DOCUMENT SEGMENT =>
--- begin ---

Set Color Space to 709 and Color Range to Partial (Limited) — assuming you set the PS5's RGB Range to Limited in Step 3 — or Full if you chose Full there. Rationale: the single most common "my capture looks washed out / crushed / pinkish" complaint is a range mismatch. When the source sends Limited (16–235) and OBS interprets it as Full (0–255), blacks go grey and whites clip; reverse the mismatch and shadows turn to mud. The two ends must agree. If you are unsure, set both to Limited, which is what consoles default to, and your greys will be grey instead of accusatory.

Step 12: Set the Canvas and Output Resolution

In Settings > Video, set Base (Canvas) Resolution to your capture resolution and Output (Scaled) Resolution to what you intend to broadcast — often 1920x1080 even from a 4K capture. Set Common FPS to 60, integer, not 59.94. Rationale: canvas is your editing space; output is what viewers receive. Capturing at 4K and scaling to 1080p in OBS yields a visibly sharper 1080p than capturing at 1080p directly, because downscaling supersamples away aliasing — this is the one place "capture higher than you stream" genuinely pays off. Pick the Lanczos downscale filter for the cleanest result if your GPU can spare it.

Step 13: Tune the Encoder and Bitrate

In Settings > Output, switch to Advanced mode, pick a hardware encoder — NVENC HEVC or AV1 on recent NVIDIA cards, otherwise x264 — set Rate Control to CBR for streaming, and choose a bitrate your platform will accept. Rationale: software x264 on "veryfast" steals CPU from everything else; a hardware encoder offloads that to dedicated silicon and frees your machine. Twitch's traditional ceiling for most channels sits near 6,000–8,000 Kbps; YouTube will accept far more; local recording can run as high as your disk tolerates. Keyframe interval of 2 seconds keeps platforms happy. The encoder block:

# OBS > Settings > Output (Advanced) > Streaming
Encoder ............... NVIDIA NVENC HEVC   # or AV1 / x264
Rate Control .......... CBR
Bitrate ............... 8000 Kbps  (1080p60)  | 12000-25000 (1440p60)
Keyframe Interval ..... 2 s
Preset ................ P5: Quality  (NVENC)  | veryfast (x264)
Profile ............... high
Psycho Visual Tuning .. On
Look-ahead ............ On
Max B-frames .......... 2
# Recording tab: same encoder, much higher bitrate, or use CQP 18-20

Step 14: Add Audio and Test the Full Chain

Confirm the card's audio device feeds OBS — either through the Video Capture Device's audio passthrough or as a separate Audio Input Capture — set all sample rates to 48 kHz, and record a thirty-second clip. Rationale: audio sample-rate mismatches (44.1 kHz somewhere, 48 kHz elsewhere) cause slow drift where lips desync minutes into a stream — invisible in a ten-second test, infuriating in a two-hour one. A short recording validates video, audio, and sync together before you go live. Open OBS's own log afterward; the relevant lines read like this:

info: [Video Capture Device 'PS5 Capture']: Selected device 'NearStream CCD30 Video'
info:   settings:
info:     resolution: 3840x2160
info:     fps: 60.00 (interval: 166666)

--- end ---

SUPPLIED DATA =>

--- begin ---

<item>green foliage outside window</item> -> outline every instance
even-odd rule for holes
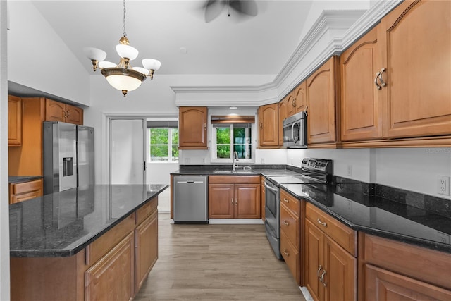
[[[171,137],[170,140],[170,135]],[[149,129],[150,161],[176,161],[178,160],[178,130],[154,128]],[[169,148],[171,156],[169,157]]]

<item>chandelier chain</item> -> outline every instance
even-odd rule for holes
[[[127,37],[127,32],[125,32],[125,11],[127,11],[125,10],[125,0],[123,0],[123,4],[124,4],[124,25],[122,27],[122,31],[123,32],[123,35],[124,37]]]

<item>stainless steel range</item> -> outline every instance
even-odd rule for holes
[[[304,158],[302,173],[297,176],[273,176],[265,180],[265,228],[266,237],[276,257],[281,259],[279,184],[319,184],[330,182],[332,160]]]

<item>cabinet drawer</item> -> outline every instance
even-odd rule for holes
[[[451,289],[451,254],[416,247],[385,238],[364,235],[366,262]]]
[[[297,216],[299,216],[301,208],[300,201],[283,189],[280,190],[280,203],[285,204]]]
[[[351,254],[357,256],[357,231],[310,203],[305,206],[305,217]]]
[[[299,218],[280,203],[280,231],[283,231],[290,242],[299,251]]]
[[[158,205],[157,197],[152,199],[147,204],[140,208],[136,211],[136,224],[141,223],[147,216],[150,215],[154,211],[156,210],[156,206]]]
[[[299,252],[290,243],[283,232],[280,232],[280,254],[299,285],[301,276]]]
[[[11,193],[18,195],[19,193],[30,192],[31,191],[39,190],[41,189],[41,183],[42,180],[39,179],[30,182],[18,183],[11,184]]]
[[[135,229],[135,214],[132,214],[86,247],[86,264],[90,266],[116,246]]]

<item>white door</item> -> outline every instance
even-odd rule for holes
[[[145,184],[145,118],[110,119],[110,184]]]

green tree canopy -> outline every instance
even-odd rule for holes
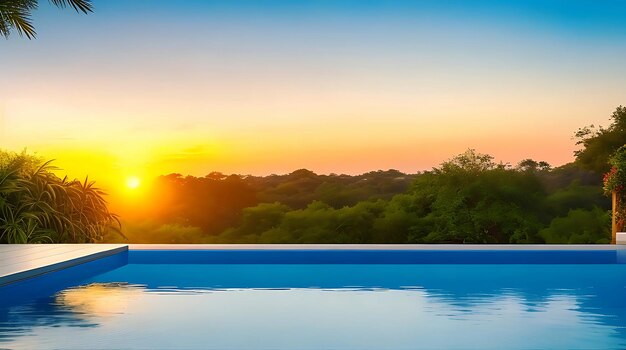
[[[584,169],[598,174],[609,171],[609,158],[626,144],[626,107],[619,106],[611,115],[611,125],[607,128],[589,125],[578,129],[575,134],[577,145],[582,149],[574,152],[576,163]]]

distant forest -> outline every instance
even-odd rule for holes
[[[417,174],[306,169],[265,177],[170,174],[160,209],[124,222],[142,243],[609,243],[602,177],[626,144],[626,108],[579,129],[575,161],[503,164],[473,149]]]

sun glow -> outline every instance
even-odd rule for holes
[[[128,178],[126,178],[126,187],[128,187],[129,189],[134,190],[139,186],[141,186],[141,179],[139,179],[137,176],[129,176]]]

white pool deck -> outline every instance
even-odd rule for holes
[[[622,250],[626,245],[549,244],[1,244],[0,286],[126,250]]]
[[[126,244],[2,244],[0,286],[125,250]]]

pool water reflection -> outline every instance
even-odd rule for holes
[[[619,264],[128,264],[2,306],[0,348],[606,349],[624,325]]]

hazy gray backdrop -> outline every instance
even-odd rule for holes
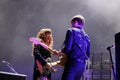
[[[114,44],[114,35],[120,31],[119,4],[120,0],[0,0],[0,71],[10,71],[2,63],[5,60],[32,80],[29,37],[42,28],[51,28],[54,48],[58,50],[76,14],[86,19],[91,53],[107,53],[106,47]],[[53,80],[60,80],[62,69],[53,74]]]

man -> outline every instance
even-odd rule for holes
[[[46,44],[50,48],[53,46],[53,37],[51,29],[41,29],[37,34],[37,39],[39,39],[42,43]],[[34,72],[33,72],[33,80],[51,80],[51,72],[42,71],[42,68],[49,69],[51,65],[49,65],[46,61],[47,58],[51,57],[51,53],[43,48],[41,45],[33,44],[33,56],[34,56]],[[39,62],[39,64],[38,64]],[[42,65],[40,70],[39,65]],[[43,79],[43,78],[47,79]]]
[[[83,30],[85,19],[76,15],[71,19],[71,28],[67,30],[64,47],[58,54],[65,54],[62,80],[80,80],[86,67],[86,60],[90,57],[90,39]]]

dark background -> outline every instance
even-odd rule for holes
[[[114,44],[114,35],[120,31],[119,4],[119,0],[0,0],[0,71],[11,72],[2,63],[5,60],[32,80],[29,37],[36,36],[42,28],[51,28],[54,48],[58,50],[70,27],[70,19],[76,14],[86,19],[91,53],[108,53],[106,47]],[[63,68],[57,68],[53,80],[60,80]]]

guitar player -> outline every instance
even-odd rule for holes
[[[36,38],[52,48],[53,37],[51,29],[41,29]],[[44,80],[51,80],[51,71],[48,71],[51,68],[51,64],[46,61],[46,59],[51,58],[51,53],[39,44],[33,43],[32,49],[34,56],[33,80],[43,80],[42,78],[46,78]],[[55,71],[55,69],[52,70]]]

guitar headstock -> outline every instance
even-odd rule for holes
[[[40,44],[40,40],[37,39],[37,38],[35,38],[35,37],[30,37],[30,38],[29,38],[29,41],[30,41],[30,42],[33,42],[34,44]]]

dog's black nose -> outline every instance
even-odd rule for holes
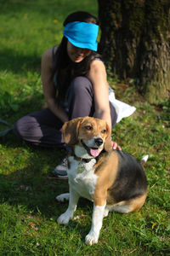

--- end ---

TASK LIST =>
a - Revise the OBS capture guide from "Step 12: Set" up to and including "can spare it.", replacing "Lanczos" with "bicubic".
b - According to the OBS capture guide, where does Twitch's traditional bitrate ceiling sit for most channels?
The records have no connection to the text.

THE REPLIES =>
a -
Step 12: Set the Canvas and Output Resolution

In Settings > Video, set Base (Canvas) Resolution to your capture resolution and Output (Scaled) Resolution to what you intend to broadcast — often 1920x1080 even from a 4K capture. Set Common FPS to 60, integer, not 59.94. Rationale: canvas is your editing space; output is what viewers receive. Capturing at 4K and scaling to 1080p in OBS yields a visibly sharper 1080p than capturing at 1080p directly, because downscaling supersamples away aliasing — this is the one place "capture higher than you stream" genuinely pays off. Pick the bicubic downscale filter for the cleanest result if your GPU can spare it.

b - Near 6,000–8,000 Kbps.